*SUPPLIED PASSAGE*.

— Start —

# SD Snow Goose Hunting



## snowhunter23 (Mar 2, 2005)

When do you guys think their will be huntable numbers around Watertown???

Thanks


----------



## northerngoosehunter (Mar 22, 2006)

I would guess mid march


----------



## ryan1 (Feb 21, 2006)

April


----------



## Sd snow goose killer (Jan 20, 2007)

how many decoys are enough to hunt snow geese with texas rags
and shells please respond asap :sniper:


----------



## northerngoosehunter (Mar 22, 2006)

Sd snow goose killer said:


> how many decoys are enough to hunt snow geese with texas rags
> and shells please respond asap :sniper:


Unfortunately there is no right answer for that question.


----------



## jpallen14 (Nov 28, 2005)

im guessing in march :roll:


----------



## h2ofwlr (Feb 6, 2004)

There are no Snows in SD, I thought everybody knew that. They over fly it because of all the hunting pressure and head to SK. 8)


----------



## Phil The Thrill (Oct 21, 2005)

I agree with H2Oflwr, snows never stop in SD! 8)

— End —

*WRITTEN TASKS*.
a: Which usernames post in the snow goose hunting thread? Give each one once.
b: Reproduce the snow goose hunting thread starting with "im guessing in" and going on through "head to SK. 8)".
Rely only on the snow goose hunting thread.

*MATERIAL PROVIDED*.
— Start —

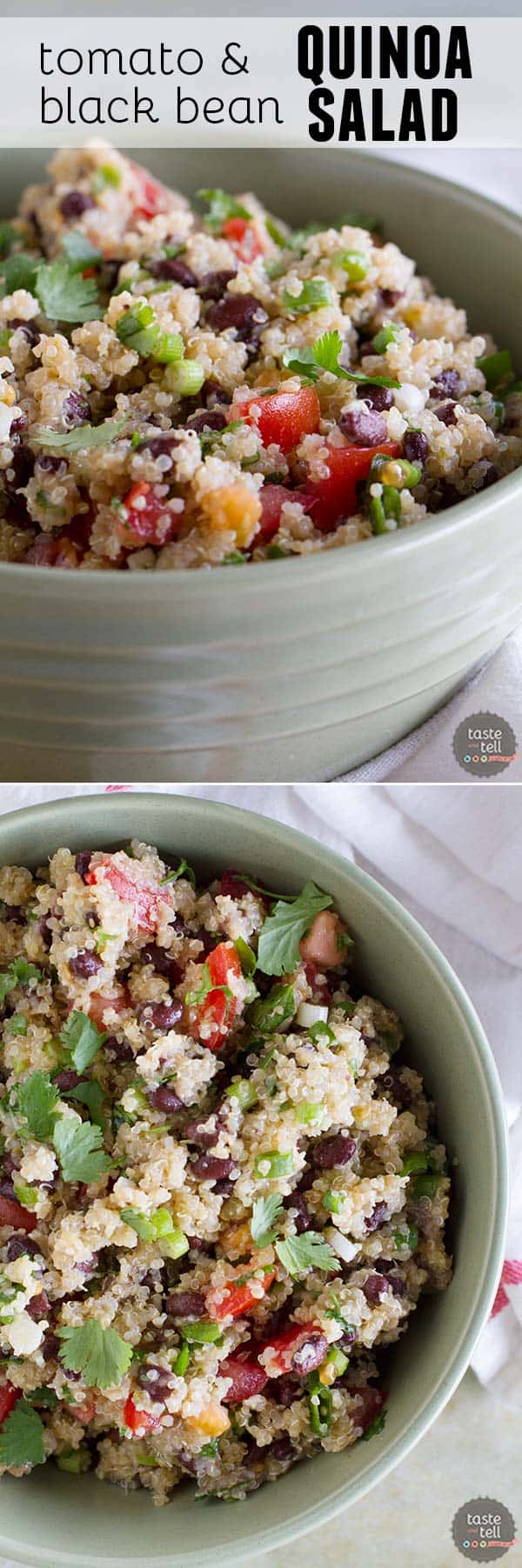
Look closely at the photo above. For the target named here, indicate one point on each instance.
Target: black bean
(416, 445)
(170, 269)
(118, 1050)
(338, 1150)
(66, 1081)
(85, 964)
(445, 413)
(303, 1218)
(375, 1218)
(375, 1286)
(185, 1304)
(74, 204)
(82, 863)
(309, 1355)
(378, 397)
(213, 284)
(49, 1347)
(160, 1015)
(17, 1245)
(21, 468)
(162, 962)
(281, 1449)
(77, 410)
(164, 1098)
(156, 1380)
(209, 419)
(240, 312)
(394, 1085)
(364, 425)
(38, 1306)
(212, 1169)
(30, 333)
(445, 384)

— End —
— Start —

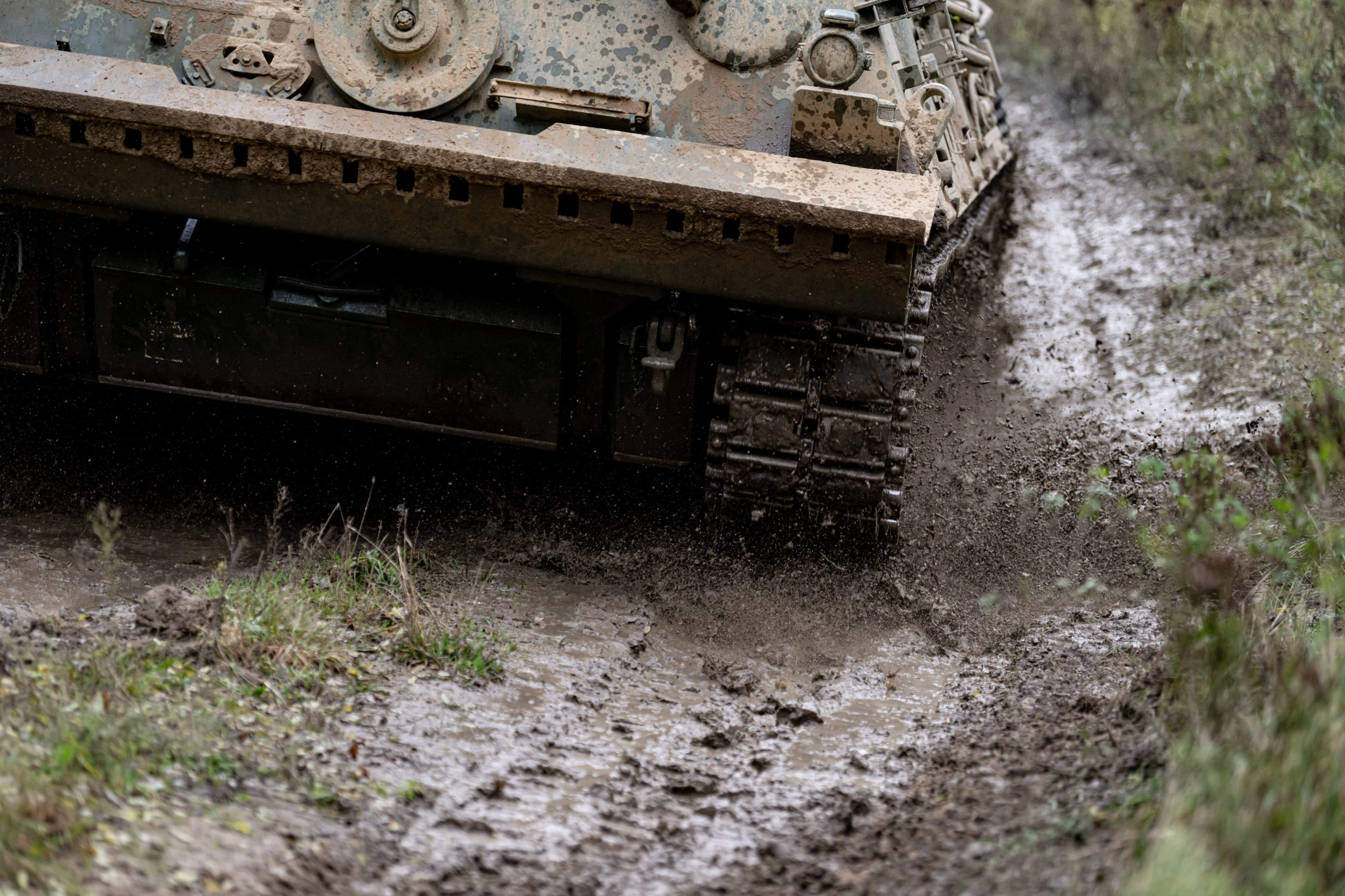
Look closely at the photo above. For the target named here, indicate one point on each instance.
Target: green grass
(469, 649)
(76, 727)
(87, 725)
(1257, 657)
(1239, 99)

— End —
— Start —

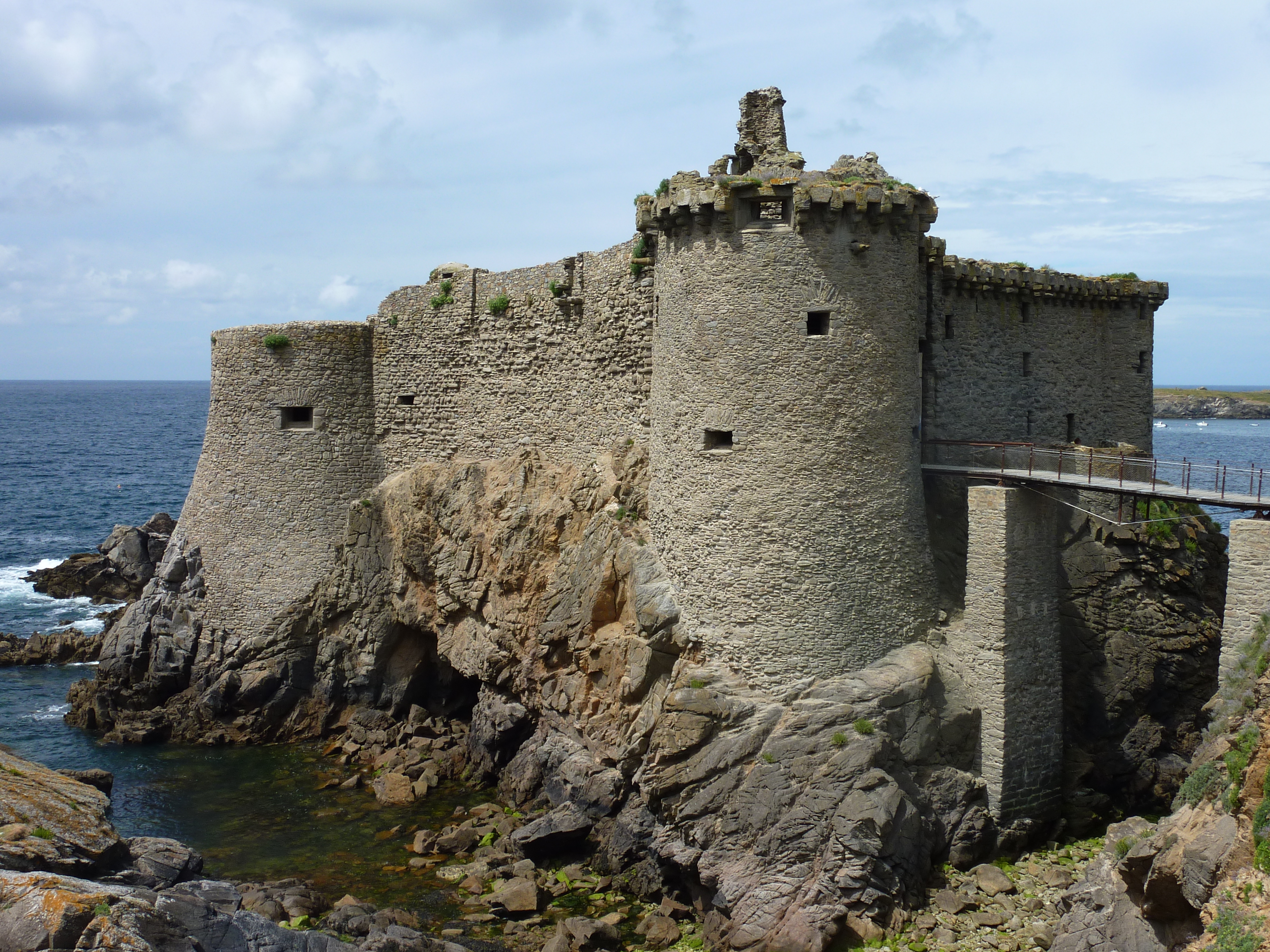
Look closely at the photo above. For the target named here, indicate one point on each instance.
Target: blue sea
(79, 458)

— End —

*EXPECTED ANSWERS*.
a:
snowhunter23
northerngoosehunter
ryan1
Sd snow goose killer
jpallen14
h2ofwlr
Phil The Thrill

b:
im guessing in march :roll:


----------



## h2ofwlr (Feb 6, 2004)

There are no Snows in SD, I thought everybody knew that. They over fly it because of all the hunting pressure and head to SK. 8)